(DOCUMENT):
******************************
O'Grady does Venezuela 

Mary Anastasia O’Grady is the Wall Street Journalist Op-Ed writer on Latin America. For much of the past several years this has consisted of haranguing against Venezuela and President Chavez. I feel for Ms. O’Grady.

She has a very difficult job. For example, she had to show that the coup against Chavez on April 11, 2002 wasn’t really a coup. Then she had to pretend the 02/03 “strike” was a smashing success even as it fizzled. Later she had to insist that the opposition would win a recall referendum against President Chavez even when almost all the polls showed they would lose, badly. And when that illusion was smashed by the actual vote she to insist that, all evidence to the contrary, the vote wasn’t real.

All I can say is I hope she is well paid – it’s not easy doing what she has to do. In any event, Ms. O’Grady was out there today trying to earn another paycheck. Lets have a look at how she fared:


Oil Wells Refuse to Obey Chávez Commands

By Mary Anastasia O'Grady | The Wall Street Journal

May 20, 2005 | "We have a little problem," Venezuelan President Hugo Chávez reportedly told Venezuelans on May 3, "and we are fixing it." The "problem" is the drop in output by the Venezuelan state-owned oil company known as PdVSA. The Chávez fixes, thus far, have entailed sending military troops to the oil-rich west of Venezuela to investigate "management errors" and allegations of sabotage, while in Caracas the government is threatening foreign oil companies with contract cancellations and tax hikes.

For most chavistas this may suggest that the whole stink about Venezuela's oil industry's underperformance is about to be resolved. Yet it is likely that the magnitude of the drop in petroleum output is a lot bigger than what Chávez has described. It is equally probable that a military invasion of PdVSA and property confiscations in the private sector won't fix it. Statist economic policies have a sorry productivity record and in this case that record is highly unlikely to be improved.
******************************
(Data records):
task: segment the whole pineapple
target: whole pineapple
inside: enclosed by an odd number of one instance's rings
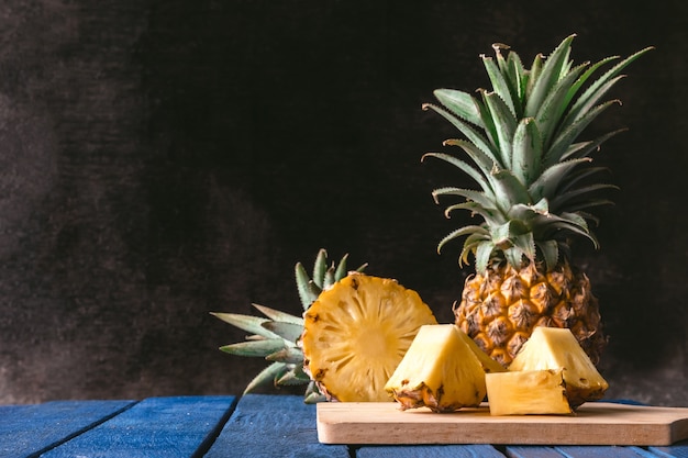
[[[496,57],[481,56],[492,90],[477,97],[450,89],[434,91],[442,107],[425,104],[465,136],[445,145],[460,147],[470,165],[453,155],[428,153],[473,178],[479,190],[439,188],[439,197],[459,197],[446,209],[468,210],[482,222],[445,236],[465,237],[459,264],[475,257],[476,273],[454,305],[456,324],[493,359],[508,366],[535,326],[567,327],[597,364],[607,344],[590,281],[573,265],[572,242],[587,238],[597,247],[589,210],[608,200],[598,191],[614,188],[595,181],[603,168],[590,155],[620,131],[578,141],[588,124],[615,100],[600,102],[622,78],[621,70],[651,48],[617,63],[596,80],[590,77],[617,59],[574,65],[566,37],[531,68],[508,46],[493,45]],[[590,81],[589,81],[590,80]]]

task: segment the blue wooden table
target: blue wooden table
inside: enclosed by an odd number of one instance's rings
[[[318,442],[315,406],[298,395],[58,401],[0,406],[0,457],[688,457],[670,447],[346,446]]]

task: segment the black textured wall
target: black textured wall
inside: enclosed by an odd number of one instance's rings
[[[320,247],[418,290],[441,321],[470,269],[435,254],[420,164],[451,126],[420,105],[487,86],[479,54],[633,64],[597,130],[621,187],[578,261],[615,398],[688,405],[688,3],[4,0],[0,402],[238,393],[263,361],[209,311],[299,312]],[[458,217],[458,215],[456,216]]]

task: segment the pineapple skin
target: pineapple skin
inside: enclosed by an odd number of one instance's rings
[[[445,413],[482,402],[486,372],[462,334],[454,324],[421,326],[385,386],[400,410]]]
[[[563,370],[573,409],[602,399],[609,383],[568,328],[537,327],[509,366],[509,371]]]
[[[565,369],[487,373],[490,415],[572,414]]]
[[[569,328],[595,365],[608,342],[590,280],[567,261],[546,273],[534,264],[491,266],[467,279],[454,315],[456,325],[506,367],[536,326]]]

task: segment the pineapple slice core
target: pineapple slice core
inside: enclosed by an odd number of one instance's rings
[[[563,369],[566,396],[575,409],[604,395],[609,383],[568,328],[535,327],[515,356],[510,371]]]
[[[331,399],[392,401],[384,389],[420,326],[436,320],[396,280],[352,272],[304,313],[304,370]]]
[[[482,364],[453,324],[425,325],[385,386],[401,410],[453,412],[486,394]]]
******************************
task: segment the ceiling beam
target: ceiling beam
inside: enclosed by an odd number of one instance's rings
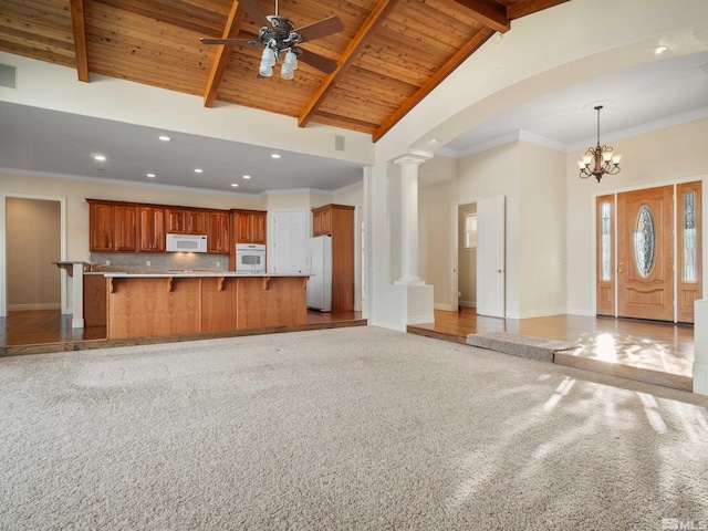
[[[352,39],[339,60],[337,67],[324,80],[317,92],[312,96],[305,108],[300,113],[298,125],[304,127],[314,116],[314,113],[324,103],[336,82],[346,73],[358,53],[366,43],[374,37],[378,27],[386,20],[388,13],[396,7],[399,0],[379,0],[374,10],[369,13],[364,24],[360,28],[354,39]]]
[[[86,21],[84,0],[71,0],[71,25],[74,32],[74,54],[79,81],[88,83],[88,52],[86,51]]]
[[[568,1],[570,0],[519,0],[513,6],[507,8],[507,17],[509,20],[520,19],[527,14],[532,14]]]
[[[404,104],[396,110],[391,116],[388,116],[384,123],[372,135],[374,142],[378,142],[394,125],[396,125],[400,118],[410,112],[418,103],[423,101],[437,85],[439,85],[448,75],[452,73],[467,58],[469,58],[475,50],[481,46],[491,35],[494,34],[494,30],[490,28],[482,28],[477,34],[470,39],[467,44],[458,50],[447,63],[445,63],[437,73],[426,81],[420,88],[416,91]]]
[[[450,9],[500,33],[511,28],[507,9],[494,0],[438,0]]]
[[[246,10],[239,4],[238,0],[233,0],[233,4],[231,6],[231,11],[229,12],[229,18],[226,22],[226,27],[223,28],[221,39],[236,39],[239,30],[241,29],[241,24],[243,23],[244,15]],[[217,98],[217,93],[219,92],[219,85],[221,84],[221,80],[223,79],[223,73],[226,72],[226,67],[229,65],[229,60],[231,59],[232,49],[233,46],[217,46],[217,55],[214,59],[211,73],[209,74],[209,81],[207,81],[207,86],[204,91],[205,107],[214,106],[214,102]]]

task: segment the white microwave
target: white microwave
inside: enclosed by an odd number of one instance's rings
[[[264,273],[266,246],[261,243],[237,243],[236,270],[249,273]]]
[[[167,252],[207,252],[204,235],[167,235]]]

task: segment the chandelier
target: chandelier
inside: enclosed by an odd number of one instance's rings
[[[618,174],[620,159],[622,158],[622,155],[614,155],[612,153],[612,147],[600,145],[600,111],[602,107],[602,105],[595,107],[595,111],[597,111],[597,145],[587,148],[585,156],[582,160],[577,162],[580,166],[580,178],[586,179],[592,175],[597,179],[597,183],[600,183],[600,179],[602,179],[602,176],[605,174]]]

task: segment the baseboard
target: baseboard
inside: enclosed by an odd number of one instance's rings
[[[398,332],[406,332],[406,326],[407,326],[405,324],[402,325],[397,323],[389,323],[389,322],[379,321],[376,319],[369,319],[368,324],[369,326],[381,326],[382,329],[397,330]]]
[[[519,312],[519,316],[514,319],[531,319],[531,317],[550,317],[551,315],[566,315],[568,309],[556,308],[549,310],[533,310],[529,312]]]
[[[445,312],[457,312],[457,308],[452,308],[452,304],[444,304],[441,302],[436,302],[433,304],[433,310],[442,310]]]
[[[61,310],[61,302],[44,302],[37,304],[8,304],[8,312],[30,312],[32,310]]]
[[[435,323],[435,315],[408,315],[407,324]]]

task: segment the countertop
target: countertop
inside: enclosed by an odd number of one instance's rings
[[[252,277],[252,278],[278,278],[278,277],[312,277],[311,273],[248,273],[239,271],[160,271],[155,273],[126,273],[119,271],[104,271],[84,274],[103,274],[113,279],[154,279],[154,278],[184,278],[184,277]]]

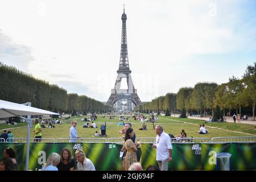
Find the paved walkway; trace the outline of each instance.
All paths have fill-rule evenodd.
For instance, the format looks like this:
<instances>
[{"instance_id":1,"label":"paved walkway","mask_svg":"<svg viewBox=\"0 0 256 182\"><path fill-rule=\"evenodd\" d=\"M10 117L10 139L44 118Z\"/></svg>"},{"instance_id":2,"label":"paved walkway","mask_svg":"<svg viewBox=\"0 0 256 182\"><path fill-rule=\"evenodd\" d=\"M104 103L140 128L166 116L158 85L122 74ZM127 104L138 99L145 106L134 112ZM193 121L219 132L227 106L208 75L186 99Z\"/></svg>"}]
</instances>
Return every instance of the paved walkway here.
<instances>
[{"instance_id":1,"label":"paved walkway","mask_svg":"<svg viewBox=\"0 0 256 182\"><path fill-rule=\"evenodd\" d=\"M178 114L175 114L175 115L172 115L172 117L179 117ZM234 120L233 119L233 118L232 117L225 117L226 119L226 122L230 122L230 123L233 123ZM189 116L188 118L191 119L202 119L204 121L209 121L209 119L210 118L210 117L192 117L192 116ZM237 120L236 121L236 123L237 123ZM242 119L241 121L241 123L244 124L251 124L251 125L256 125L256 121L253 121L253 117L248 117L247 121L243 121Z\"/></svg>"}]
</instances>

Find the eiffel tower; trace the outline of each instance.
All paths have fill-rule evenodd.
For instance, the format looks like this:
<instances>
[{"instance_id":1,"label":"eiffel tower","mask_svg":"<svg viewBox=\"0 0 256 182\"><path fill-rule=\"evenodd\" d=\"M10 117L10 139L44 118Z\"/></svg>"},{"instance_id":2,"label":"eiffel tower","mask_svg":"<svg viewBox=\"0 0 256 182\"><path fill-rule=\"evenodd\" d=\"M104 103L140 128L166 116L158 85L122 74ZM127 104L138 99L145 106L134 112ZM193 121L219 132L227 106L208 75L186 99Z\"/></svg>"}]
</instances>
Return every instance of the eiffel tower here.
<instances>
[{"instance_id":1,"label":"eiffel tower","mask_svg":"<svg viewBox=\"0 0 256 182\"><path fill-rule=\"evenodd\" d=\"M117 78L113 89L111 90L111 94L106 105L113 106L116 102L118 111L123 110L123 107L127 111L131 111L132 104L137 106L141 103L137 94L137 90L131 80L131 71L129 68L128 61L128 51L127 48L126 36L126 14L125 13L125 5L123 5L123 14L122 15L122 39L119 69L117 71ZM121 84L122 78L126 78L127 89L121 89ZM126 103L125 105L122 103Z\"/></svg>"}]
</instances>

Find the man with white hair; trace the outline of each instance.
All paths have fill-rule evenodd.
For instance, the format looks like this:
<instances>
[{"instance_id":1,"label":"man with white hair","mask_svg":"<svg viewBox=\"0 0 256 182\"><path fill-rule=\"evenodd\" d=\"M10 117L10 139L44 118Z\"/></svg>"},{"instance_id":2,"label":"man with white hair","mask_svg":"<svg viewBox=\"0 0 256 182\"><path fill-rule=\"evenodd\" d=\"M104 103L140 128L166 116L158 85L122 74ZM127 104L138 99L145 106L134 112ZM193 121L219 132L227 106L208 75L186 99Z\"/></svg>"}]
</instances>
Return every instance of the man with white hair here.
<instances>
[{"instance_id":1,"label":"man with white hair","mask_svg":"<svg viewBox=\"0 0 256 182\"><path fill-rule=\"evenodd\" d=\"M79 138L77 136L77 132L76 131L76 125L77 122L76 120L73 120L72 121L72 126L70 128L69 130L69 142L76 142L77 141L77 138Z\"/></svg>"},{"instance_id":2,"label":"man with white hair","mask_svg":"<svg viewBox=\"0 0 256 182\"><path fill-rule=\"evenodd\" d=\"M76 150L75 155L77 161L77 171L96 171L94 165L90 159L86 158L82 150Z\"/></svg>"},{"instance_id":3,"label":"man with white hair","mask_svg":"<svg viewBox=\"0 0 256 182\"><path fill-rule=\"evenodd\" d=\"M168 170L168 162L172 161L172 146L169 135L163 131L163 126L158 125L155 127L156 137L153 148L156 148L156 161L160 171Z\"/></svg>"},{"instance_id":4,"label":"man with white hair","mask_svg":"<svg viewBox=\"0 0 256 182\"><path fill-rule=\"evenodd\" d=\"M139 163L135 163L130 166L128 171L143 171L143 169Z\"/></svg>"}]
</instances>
******************************
(TASKS TO COMPLETE):
1) In the post about Mary Anastasia O'Grady's Venezuela columns, on what date did the coup against Chavez take place?
2) Carry on the post about Mary Anastasia O'Grady's Venezuela columns from the point where it stops.
The items play no part in the tasks.

(RESPONSES FOR EACH TASK):
1) April 11, 2002

2)
So here we go with the stories of Venezuela’s oil industries demise again. As was pointed out previously these reports have tended to be greatly exaggerated and, well, completely wrong. But more on this later.


The big trouble is that Chávez has put Venezuela on a centrally planned economic path not much different from the failed experiments of the 20th century. Indeed, last year he declared that Venezuela was preparing for "the great leap," a seeming reference to Maoist China's 1950s agricultural policies that spread famine. Maybe his books about Chairman Mao never mentioned that disaster.


Venezuela – a centrally planned economy?!?!? Maybe I missed something but the great majority of the Venezuelan economy is private – the banks, telecommunication companies, transportation, manufacturing, and on and on. Most everything is private. Heck you can’t walk more than a few blocks in any Venezuelan city without bumping into a McDonalds, Pizza Hut, Subway, Wendy’s … you get the idea. Mao’s China Venezuela is not.


Closer to home, Chávez emulates Fidel Castro, who once commanded that a 10-million-ton sugar harvest spring from the soil. Fidel also promised to clone a prolific wonder-cow called "Ubre Blanca," so that Cuba would promptly rival Switzerland in cheese yields. Almost 50 years into the revolution, Cuba still isn't Switzerland and milk is a luxury. Venezuela is on the same trajectory.


Ah, the old fall back. You can’t paint Chavez as Communist dictator like you want ‘cause he keeps winning democratic elections and presides over a decidedly capitalistic economy. So what to do? Easy. Tell the world that he is friends with Castro and poof, Venezuela must be a second Cuba and anything Castro may be guilty of Chavez must be guilty of too.

Ok that doesn’t make any sense. But give her some credit – at least she’s trying.


Chávez has at least one thing right: Tight control of the country's political agenda requires tight control of the country's economy. In Venezuela, that means controlling PdVSA.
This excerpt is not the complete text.